### [REQUIREMENTS]
Pick out every line of the material below that contains the string "cross". Case counts when matching.

### [SUPPLIED ENTRIES]
----------
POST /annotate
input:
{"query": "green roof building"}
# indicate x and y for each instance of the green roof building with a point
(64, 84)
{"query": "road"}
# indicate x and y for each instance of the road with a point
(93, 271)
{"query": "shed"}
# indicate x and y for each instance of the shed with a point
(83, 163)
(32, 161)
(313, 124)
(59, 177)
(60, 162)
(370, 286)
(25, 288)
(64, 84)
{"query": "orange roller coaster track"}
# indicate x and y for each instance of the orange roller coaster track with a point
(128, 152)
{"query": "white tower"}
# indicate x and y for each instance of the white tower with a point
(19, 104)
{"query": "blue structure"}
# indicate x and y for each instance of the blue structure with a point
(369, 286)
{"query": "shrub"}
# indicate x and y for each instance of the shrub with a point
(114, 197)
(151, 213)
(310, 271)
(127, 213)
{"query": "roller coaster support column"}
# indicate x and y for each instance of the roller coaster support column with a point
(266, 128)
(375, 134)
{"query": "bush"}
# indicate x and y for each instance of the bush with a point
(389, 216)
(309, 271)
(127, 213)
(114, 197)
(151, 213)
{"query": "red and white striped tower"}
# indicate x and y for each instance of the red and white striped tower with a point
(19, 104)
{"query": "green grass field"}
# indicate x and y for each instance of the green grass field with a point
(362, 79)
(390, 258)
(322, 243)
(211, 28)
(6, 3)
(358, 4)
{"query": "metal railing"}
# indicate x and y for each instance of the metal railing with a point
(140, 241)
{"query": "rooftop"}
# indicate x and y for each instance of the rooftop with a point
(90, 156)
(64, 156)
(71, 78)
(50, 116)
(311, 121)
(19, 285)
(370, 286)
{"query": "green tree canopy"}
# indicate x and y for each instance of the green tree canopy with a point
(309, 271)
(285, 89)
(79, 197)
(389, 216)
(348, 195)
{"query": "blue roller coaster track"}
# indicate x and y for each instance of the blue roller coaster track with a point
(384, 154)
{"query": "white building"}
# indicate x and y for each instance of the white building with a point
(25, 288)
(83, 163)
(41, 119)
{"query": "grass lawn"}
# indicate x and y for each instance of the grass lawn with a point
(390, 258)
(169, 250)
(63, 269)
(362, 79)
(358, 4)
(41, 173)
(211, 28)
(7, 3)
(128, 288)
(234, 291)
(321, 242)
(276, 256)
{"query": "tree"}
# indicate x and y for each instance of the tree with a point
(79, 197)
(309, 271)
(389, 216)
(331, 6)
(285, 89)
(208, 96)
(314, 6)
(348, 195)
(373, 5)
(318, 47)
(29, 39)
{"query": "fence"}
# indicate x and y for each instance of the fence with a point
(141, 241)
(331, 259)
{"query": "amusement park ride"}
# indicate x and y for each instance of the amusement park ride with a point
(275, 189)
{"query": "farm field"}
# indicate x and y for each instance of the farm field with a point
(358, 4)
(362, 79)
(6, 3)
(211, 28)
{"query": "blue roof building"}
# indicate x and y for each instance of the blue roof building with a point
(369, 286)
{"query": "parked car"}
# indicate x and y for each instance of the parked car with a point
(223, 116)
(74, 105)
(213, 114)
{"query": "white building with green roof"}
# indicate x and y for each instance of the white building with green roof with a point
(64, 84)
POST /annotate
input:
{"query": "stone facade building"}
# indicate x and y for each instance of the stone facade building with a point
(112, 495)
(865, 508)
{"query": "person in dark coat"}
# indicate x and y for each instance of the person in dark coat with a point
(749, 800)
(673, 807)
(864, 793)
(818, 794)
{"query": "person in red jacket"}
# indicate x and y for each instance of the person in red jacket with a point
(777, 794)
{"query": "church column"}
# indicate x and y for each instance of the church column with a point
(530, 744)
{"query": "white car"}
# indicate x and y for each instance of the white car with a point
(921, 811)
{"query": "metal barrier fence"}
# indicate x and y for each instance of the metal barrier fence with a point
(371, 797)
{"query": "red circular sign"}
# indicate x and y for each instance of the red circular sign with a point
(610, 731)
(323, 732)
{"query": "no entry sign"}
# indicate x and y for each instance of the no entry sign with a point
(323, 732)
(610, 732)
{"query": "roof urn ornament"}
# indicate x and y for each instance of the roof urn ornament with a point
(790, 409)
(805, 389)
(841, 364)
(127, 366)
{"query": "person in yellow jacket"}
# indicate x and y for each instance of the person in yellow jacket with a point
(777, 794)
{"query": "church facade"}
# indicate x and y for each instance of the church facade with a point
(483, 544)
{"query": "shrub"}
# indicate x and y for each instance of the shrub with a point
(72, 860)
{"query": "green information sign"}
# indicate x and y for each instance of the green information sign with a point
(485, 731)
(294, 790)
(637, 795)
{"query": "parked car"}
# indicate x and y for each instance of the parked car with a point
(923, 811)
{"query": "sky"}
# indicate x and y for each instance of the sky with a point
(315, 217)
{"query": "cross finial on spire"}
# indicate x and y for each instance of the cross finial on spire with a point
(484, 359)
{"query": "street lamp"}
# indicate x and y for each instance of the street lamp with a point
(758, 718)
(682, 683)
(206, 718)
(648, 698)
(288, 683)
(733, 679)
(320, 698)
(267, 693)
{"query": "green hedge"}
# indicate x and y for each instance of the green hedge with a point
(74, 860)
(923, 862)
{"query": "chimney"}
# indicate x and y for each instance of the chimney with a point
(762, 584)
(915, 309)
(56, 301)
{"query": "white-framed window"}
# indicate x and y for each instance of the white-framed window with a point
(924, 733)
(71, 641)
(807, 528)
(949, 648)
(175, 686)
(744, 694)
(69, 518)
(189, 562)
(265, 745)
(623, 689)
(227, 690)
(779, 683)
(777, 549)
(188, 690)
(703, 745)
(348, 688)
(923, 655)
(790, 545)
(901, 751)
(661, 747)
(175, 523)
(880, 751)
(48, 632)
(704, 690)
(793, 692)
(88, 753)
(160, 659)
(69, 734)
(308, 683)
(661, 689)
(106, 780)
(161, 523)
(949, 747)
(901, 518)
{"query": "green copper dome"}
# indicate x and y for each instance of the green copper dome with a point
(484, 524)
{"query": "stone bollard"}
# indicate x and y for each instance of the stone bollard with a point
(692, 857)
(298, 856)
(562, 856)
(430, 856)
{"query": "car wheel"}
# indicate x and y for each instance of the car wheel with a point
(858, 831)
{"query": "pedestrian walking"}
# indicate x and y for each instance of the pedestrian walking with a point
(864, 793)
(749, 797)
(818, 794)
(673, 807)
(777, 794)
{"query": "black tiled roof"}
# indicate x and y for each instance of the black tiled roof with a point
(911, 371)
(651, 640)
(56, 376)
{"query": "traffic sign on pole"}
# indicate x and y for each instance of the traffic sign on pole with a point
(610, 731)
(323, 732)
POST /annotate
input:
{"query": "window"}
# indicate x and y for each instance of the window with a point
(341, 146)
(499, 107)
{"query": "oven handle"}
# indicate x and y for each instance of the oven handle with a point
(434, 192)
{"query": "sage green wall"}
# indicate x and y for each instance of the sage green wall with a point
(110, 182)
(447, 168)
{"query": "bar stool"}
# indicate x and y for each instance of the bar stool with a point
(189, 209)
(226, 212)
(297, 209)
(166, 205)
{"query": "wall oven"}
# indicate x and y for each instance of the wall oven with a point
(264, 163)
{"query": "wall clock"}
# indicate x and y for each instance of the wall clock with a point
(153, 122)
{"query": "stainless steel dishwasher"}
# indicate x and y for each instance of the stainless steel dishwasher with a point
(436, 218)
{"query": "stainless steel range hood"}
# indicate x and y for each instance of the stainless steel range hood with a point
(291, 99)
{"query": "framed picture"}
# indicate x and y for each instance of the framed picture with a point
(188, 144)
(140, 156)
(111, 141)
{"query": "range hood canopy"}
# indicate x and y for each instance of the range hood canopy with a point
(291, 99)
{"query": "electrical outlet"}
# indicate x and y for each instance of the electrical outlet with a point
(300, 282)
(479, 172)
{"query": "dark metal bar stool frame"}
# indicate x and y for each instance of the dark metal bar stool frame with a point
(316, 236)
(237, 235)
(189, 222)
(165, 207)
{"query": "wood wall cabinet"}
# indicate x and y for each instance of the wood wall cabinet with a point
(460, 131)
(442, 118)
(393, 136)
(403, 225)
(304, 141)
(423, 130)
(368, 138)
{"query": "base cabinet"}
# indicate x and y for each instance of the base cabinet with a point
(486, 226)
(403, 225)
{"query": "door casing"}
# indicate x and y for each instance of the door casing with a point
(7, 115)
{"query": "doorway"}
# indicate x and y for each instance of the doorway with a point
----------
### [SOLUTION TO THIS EXERCISE]
{"query": "cross finial on spire"}
# indicate x and y for each instance of the cross finial on spire with a point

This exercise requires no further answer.